For my egress point I've found that running a fair share scheduler works wonderfully. My little cisco had that feature and it works particularly well in newer IOS's. With the DSL line I couldn't get things working smoothly with PF/ALTQ until I sat down and wrote an ALTQ module to implement the same sort of thing.
Fair share scheduling basically associates the packets with 'connections' (in this case using PF's state table) and is thus able to identify those TCP connections with large backlogs and act on them appropriately. Being near the end point I don't have to drop any of the packets, but neither do I have to push out 50 tcp packets for a single connection and starve everything else that is going on. Fair share scheduling on its own isn't perfect, but when combined with PF/ALTQ and some prioritization rules to assign minimum bandwidths the result is quite good.

• [Record list]
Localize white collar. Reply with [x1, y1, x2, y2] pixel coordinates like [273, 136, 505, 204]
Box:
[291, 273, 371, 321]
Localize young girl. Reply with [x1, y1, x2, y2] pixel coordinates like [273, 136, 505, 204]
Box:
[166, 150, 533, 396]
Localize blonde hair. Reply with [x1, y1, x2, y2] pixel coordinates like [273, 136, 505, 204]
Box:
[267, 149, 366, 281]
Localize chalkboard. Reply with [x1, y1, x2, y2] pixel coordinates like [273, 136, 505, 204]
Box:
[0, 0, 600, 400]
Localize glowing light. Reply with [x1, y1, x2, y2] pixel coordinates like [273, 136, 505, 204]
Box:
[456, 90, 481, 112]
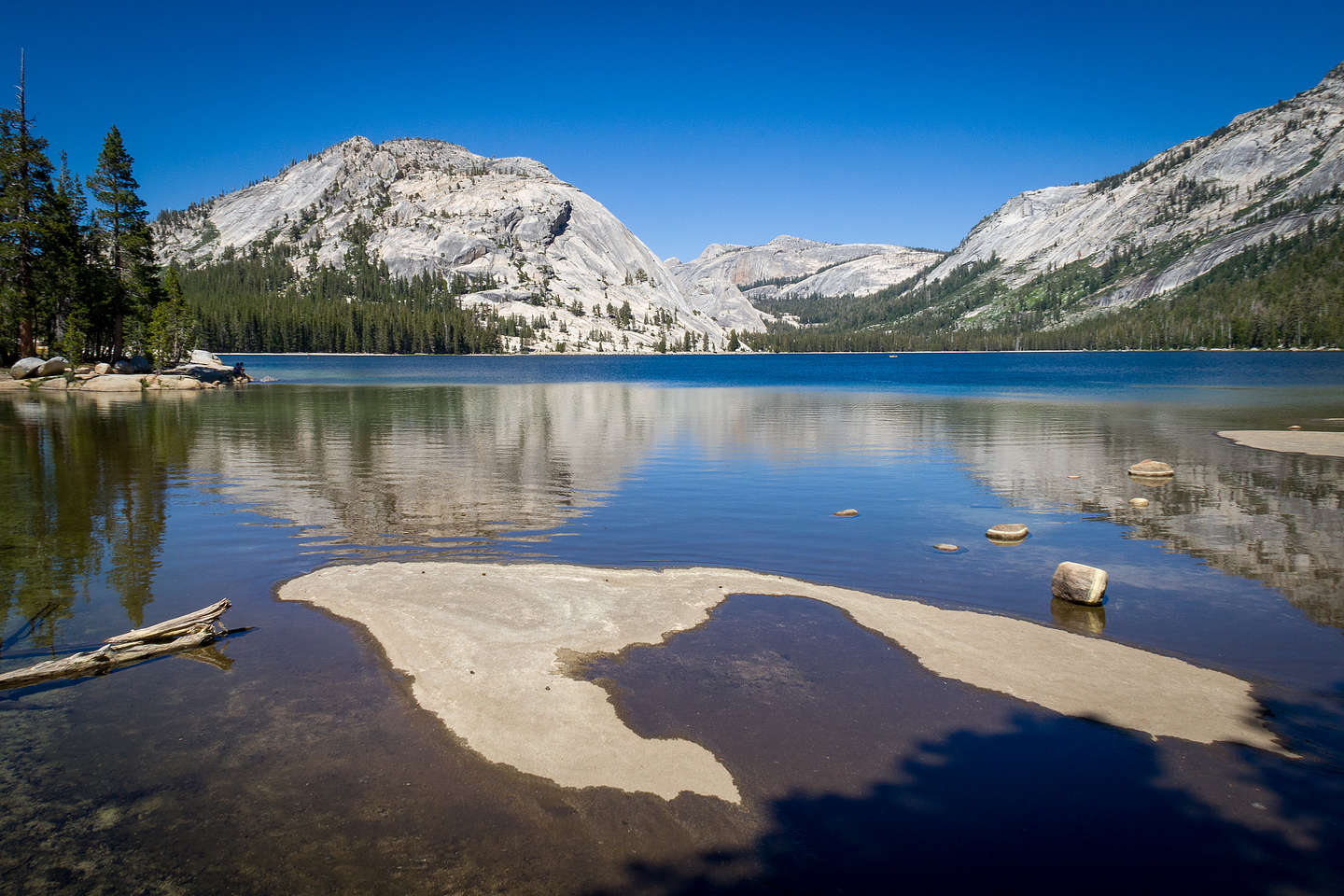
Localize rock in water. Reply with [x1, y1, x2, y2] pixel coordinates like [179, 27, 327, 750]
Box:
[9, 357, 46, 380]
[1129, 459, 1176, 480]
[986, 523, 1030, 544]
[37, 355, 70, 376]
[112, 355, 155, 375]
[1050, 597, 1106, 634]
[1050, 560, 1109, 608]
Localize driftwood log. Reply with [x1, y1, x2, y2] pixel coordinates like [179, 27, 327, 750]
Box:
[0, 600, 230, 691]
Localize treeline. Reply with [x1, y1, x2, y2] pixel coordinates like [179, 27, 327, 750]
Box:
[748, 217, 1344, 352]
[0, 59, 192, 363]
[179, 226, 500, 355]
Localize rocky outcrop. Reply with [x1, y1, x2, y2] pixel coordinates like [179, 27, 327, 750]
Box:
[155, 137, 760, 351]
[9, 357, 46, 380]
[112, 355, 155, 376]
[666, 236, 942, 330]
[926, 64, 1344, 315]
[1050, 560, 1109, 608]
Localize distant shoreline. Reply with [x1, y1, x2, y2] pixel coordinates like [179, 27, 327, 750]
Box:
[215, 348, 1344, 357]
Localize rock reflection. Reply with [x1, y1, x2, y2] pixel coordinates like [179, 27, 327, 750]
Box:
[1050, 597, 1106, 634]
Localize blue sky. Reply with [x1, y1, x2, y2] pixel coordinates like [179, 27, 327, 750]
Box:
[7, 0, 1344, 258]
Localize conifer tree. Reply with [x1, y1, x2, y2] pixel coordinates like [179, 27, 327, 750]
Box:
[43, 153, 94, 360]
[89, 126, 157, 358]
[149, 267, 196, 367]
[0, 55, 51, 356]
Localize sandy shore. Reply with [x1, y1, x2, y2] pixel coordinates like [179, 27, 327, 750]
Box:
[280, 563, 1280, 802]
[1219, 430, 1344, 456]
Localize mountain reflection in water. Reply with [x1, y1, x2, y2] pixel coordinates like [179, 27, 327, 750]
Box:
[0, 383, 1344, 652]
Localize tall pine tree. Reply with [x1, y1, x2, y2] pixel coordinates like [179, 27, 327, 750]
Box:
[89, 126, 159, 358]
[43, 153, 95, 360]
[0, 55, 52, 356]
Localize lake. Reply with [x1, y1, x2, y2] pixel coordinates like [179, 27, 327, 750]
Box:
[0, 352, 1344, 893]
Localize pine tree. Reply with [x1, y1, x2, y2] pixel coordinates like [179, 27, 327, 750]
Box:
[0, 55, 51, 356]
[89, 126, 157, 358]
[147, 267, 196, 367]
[43, 153, 92, 360]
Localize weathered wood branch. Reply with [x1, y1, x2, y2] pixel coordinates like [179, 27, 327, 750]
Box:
[0, 600, 229, 691]
[106, 600, 230, 643]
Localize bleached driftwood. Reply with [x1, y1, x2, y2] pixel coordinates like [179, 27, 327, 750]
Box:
[0, 600, 230, 691]
[106, 600, 230, 643]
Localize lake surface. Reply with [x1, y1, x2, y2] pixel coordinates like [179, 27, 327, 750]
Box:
[0, 352, 1344, 893]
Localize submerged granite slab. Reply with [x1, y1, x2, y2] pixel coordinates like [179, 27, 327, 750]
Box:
[280, 562, 1282, 802]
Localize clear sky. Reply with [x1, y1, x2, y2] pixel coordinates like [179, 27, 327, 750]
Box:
[7, 0, 1344, 258]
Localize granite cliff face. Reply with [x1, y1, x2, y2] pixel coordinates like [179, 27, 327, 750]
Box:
[926, 64, 1344, 320]
[666, 236, 942, 329]
[156, 137, 747, 351]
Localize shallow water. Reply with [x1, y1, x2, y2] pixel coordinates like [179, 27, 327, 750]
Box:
[0, 352, 1344, 892]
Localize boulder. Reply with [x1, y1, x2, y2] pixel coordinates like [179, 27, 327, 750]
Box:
[1129, 459, 1176, 480]
[1050, 560, 1109, 608]
[37, 355, 70, 376]
[79, 373, 147, 392]
[112, 355, 155, 376]
[1050, 597, 1106, 634]
[9, 357, 46, 380]
[986, 523, 1030, 544]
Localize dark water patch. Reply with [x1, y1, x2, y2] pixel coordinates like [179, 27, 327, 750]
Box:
[0, 354, 1344, 893]
[586, 596, 1344, 893]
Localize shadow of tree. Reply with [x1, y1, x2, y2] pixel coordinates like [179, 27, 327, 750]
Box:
[599, 689, 1344, 893]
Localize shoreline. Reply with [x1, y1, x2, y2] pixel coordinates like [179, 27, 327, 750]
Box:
[215, 348, 1344, 357]
[1218, 430, 1344, 458]
[275, 560, 1292, 804]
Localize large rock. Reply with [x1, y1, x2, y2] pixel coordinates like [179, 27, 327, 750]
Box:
[112, 355, 155, 375]
[37, 355, 70, 376]
[1050, 560, 1109, 608]
[986, 523, 1030, 544]
[9, 357, 46, 380]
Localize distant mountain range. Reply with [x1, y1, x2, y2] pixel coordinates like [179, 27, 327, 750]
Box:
[156, 64, 1344, 351]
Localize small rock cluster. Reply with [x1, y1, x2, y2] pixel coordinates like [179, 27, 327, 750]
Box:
[0, 349, 251, 392]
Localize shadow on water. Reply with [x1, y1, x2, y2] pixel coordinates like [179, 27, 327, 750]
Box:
[589, 595, 1344, 895]
[595, 707, 1344, 893]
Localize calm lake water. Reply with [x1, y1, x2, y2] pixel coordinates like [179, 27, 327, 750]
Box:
[0, 352, 1344, 893]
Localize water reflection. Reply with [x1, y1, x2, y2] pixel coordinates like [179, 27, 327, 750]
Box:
[0, 383, 1344, 658]
[0, 398, 195, 649]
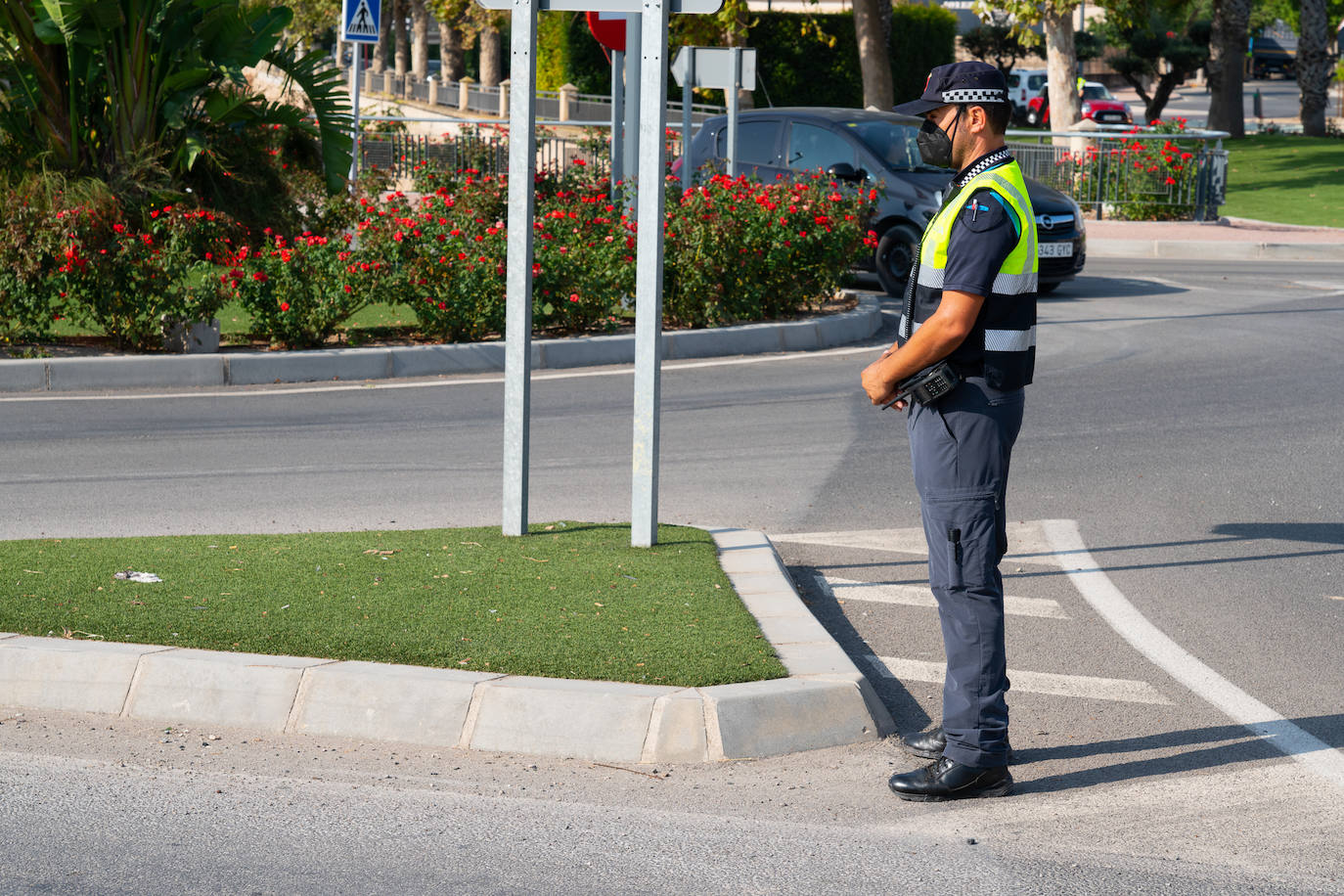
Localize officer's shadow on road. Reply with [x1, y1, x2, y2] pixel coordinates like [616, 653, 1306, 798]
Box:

• [Challenge]
In the passage on fair share scheduling, rewrite the stretch from "Fair share scheduling basically" through "is quite good.", replacing "backlogs" with "queues".

• [Result of this task]
Fair share scheduling basically associates the packets with 'connections' (in this case using PF's state table) and is thus able to identify those TCP connections with large queues and act on them appropriately. Being near the end point I don't have to drop any of the packets, but neither do I have to push out 50 tcp packets for a single connection and starve everything else that is going on. Fair share scheduling on its own isn't perfect, but when combined with PF/ALTQ and some prioritization rules to assign minimum bandwidths the result is quite good.